── EXTRACT ──
A better way of handling this loop to avoid needing to reset the indices - initialize start_indicies=(), and do:

i = 0 # or a better name for arr in arrays: shape = _assignment_recursion(result, arr, list_ndim, start_indicies + (i,), depth=depth+1) i += shape[concat_depth]

Also, typo: indices, not indicies

Thats not a typo, I just can't spell 👍

Fits into the broader category of failing to convert a sequence of phonemes in your head into a sequence of characters in memory, which I'm happy to write off as a typo :)

hmaarrfk · 2018-09-17T07:33:22Z

@eric-wieser That final refactoring is basically what is needed to get

_to_uniform_dim_recursion
_shape_recursion
_dtype_recursion
_assignment_recursion

All in 1 recursion.

I was hoping to do it with some kind of list comprehension. I guess that won't happen though.

eric-wieser · 2018-09-17T07:39:36Z

To get it in a more comprehension-y form, I think you'd need to eliminate the start_indices argument entirely, and do repeated addition in the recursive step.

hmaarrfk · 2018-09-17T07:45:05Z

Honestly, list comprehension seems like a cop-out for python not to implement a JIT.

I understand generator expressions, but if they actually worked on a JIT, you wouldn't need to learn to read loops backward.

One day, I'll jump into PyPy.

eric-wieser · 2018-09-17T07:48:52Z

Honestly, list comprehension seems like a cop-out for python not to implement a JIT.
───
── EXTRACTED DATA ──
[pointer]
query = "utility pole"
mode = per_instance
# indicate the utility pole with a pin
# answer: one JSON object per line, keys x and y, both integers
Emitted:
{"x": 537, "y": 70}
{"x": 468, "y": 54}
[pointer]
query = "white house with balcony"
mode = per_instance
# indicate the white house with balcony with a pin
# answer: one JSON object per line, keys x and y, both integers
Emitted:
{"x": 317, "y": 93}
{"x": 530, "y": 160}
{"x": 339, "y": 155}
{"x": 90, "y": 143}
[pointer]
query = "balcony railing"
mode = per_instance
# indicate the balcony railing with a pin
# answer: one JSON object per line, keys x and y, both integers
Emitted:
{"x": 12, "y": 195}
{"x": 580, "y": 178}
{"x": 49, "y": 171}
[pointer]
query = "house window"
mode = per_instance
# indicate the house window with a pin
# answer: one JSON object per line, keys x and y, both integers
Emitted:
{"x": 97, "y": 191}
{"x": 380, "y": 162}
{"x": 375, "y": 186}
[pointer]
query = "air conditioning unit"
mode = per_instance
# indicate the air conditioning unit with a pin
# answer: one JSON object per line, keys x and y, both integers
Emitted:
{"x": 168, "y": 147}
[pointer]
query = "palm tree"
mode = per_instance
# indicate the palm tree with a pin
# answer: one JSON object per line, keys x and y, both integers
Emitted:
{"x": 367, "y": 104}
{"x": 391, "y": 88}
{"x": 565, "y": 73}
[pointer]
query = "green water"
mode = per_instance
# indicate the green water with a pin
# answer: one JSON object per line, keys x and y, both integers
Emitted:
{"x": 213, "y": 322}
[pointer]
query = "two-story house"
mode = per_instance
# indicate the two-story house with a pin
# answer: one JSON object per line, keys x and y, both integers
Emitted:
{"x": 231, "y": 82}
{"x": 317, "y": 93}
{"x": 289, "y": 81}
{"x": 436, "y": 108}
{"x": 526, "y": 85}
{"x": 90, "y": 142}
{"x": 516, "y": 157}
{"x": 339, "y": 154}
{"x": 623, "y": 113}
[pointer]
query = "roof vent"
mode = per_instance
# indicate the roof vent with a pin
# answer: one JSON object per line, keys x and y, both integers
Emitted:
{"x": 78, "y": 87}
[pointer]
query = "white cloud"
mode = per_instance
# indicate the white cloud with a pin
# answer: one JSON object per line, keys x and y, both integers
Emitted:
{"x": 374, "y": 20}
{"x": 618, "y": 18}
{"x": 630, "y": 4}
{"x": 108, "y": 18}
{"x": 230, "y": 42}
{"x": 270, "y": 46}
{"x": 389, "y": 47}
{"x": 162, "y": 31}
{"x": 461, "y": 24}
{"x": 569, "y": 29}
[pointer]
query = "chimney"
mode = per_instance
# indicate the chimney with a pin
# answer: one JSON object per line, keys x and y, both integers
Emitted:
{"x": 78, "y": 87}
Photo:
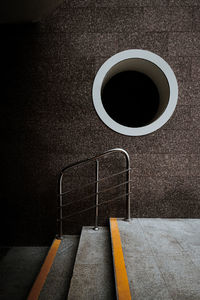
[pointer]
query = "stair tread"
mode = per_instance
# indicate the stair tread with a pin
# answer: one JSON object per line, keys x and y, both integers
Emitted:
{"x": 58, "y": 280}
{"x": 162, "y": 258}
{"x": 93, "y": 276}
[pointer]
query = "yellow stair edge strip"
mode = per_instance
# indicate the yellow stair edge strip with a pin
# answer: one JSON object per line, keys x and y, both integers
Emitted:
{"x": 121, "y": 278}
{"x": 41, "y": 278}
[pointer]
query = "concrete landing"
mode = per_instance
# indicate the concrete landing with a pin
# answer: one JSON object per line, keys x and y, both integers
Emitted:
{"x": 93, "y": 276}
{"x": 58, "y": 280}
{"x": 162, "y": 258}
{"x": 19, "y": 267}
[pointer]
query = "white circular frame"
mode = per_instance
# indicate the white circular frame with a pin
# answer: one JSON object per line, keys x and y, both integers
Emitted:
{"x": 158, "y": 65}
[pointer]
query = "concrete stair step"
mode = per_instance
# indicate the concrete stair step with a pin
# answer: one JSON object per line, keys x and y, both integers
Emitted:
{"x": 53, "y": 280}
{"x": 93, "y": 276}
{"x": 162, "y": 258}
───
── EXTRACTED DATA ──
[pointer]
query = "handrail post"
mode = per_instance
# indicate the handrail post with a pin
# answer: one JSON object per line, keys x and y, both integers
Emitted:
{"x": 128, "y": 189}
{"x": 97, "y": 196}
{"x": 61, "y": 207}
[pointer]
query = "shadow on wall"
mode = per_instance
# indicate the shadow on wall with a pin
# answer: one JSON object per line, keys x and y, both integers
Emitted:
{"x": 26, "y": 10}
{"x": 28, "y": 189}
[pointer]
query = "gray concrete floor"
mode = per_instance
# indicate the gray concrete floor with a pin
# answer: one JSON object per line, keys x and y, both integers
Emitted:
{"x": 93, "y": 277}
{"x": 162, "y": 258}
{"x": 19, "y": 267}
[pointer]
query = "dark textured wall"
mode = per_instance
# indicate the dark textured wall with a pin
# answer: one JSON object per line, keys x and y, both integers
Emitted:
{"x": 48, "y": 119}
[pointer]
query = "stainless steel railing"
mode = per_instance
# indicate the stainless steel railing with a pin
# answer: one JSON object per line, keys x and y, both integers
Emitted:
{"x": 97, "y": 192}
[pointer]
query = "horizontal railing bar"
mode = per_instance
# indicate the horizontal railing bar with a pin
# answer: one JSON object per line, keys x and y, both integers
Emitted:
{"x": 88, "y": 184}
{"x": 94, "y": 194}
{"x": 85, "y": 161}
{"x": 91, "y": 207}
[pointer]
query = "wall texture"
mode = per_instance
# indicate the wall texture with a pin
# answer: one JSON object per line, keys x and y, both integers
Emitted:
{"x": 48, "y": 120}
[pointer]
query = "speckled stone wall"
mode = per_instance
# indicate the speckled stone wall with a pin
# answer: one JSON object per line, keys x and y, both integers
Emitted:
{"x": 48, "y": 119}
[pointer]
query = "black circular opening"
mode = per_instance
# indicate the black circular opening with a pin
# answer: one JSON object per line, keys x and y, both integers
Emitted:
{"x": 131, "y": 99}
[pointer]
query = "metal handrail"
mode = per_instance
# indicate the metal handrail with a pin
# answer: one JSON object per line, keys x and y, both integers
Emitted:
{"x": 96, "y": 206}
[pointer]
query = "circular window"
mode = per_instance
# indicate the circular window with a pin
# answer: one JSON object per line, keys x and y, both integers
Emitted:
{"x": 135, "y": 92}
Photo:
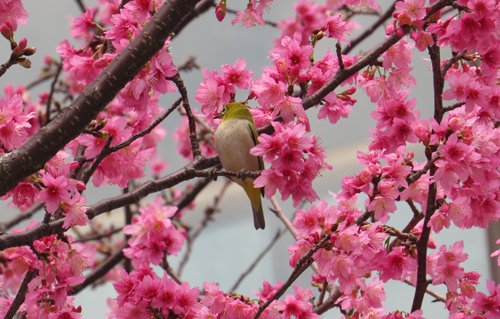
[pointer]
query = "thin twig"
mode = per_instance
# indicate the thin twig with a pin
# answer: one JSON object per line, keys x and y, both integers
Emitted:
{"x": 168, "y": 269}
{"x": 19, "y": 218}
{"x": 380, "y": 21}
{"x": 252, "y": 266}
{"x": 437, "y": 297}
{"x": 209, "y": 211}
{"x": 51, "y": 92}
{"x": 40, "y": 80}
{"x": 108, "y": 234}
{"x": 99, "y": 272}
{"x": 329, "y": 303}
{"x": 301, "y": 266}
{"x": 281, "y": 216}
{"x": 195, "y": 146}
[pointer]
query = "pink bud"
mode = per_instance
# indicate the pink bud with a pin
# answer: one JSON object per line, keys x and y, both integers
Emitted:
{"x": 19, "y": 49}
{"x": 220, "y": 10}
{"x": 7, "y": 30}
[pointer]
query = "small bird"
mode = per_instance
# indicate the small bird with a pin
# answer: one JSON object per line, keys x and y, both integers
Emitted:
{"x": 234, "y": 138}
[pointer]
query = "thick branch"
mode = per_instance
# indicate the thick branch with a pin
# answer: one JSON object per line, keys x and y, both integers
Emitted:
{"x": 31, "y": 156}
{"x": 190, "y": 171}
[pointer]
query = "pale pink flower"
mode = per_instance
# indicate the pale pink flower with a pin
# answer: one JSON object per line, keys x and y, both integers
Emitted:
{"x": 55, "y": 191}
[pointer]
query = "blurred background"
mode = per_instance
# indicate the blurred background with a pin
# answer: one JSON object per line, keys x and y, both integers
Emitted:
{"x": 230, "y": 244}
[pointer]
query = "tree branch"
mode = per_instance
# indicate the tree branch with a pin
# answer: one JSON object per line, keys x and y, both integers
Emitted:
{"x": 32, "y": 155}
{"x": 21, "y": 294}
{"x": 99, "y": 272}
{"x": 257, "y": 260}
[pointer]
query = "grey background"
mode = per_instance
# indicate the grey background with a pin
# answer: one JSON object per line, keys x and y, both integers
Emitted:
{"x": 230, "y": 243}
───
── EXTRACTED DATA ──
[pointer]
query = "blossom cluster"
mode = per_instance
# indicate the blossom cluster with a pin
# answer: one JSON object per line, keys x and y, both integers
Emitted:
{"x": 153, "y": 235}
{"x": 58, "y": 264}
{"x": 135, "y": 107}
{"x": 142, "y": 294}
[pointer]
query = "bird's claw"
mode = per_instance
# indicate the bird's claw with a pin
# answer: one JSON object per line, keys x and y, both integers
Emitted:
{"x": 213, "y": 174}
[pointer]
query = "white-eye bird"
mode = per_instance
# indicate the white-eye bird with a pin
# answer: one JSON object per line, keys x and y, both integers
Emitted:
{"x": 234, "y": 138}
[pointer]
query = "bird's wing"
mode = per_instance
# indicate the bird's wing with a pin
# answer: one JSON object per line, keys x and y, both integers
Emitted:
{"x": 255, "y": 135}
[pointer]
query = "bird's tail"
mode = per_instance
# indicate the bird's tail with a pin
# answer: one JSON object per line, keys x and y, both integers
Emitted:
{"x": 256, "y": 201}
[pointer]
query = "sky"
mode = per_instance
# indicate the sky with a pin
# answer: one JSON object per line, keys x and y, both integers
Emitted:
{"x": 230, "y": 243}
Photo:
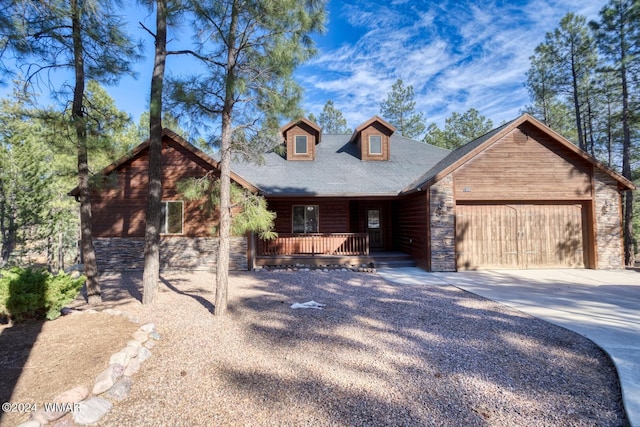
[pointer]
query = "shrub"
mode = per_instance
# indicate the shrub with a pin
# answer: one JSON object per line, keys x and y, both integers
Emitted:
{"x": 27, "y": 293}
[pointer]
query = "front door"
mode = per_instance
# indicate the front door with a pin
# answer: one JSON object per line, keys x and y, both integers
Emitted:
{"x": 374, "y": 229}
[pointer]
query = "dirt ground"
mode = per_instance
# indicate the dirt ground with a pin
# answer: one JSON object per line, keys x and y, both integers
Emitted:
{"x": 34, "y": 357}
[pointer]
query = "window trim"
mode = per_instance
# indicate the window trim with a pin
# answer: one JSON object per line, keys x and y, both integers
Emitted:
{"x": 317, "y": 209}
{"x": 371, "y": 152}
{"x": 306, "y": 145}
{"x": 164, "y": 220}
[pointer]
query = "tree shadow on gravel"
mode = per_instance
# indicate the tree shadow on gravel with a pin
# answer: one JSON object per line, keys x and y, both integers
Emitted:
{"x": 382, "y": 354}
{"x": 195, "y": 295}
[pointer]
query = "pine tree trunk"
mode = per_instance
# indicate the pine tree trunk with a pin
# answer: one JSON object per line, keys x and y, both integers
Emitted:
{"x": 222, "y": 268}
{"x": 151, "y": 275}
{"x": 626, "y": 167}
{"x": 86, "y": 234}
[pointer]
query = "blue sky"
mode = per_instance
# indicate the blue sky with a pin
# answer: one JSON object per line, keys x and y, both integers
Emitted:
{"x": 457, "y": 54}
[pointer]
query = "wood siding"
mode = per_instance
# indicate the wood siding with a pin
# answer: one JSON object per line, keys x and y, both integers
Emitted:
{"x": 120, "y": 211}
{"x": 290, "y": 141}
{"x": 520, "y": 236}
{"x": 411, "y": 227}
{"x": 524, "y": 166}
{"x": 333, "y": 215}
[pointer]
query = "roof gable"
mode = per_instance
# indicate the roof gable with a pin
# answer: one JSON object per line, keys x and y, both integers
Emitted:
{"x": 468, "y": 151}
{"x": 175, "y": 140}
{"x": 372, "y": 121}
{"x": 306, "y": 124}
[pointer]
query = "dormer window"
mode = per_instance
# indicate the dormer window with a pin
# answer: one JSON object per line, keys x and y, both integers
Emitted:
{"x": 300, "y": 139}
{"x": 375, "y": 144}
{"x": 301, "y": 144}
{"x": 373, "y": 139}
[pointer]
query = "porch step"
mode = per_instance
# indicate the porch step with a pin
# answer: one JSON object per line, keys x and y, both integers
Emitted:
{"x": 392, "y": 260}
───
→ WHAT IS ASKED:
A - In the thread, what does hmaarrfk say they will jump into one day?
B - Copy the stretch of the thread from "Fits into the" through "won't happen though.", word for word.
You can do the tasks without the records.

→ PROBLEM SOLUTIONS:
A - PyPy.

B -
Fits into the broader category of failing to convert a sequence of phonemes in your head into a sequence of characters in memory, which I'm happy to write off as a typo :)

hmaarrfk · 2018-09-17T07:33:22Z

@eric-wieser That final refactoring is basically what is needed to get

_to_uniform_dim_recursion
_shape_recursion
_dtype_recursion
_assignment_recursion

All in 1 recursion.

I was hoping to do it with some kind of list comprehension. I guess that won't happen though.